▶ Data extracted from a collection:
· · ·
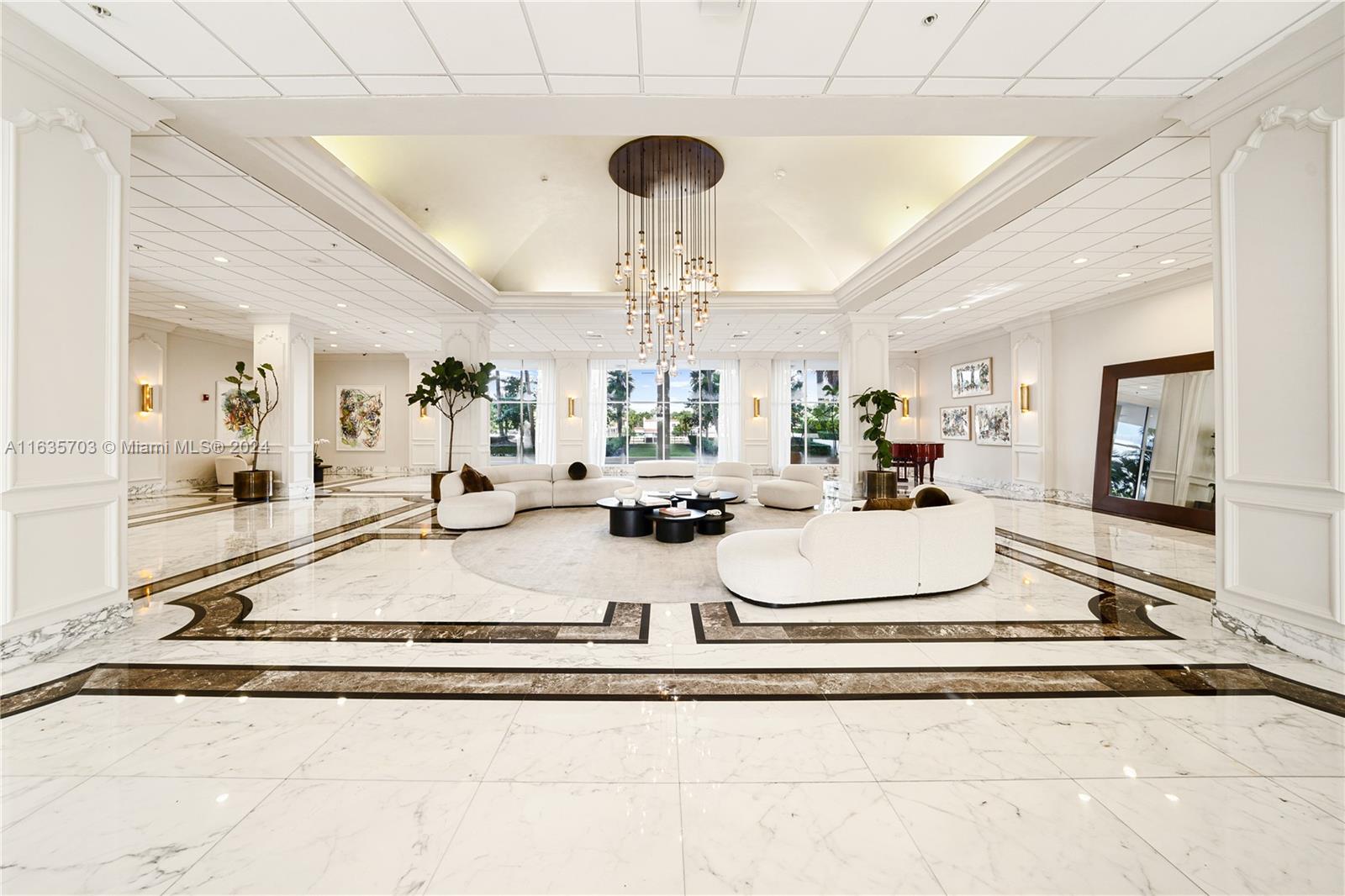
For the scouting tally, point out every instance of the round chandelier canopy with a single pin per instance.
(666, 214)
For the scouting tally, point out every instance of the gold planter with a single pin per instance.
(880, 483)
(252, 485)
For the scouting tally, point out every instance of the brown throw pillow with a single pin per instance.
(888, 503)
(932, 497)
(474, 481)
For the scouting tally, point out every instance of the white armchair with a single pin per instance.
(798, 488)
(733, 477)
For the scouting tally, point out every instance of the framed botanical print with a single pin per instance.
(993, 424)
(360, 417)
(972, 378)
(955, 423)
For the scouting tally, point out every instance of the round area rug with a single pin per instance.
(568, 551)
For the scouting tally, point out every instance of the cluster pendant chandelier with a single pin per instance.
(666, 242)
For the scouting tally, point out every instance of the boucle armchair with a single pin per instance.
(798, 488)
(864, 556)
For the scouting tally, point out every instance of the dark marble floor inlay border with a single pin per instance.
(390, 683)
(1120, 614)
(1134, 572)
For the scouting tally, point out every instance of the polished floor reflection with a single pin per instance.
(315, 697)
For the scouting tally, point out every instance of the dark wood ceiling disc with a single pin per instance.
(654, 166)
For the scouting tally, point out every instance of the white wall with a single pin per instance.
(1172, 323)
(965, 461)
(389, 372)
(195, 363)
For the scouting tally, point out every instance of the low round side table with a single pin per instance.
(676, 530)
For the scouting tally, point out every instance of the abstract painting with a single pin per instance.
(360, 417)
(993, 424)
(232, 419)
(955, 423)
(972, 378)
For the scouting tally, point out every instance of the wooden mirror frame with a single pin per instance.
(1103, 499)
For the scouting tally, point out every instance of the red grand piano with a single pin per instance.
(916, 455)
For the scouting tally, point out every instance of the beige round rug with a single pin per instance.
(568, 551)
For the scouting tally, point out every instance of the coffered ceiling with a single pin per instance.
(683, 47)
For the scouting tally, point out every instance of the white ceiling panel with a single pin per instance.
(894, 40)
(1006, 40)
(1114, 37)
(1217, 37)
(84, 35)
(799, 38)
(585, 38)
(272, 38)
(479, 38)
(374, 38)
(167, 38)
(678, 40)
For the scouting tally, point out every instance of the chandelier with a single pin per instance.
(666, 242)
· · ·
▶ What to produce:
Repeat the listing above word for word, starting with the line that contains "the chandelier with a single pin per instance." and continuing through the end of the listing, with both ends included.

▶ Solved problem:
For the scouting tally, point out every instance of the chandelier with a single pin per instance.
(666, 242)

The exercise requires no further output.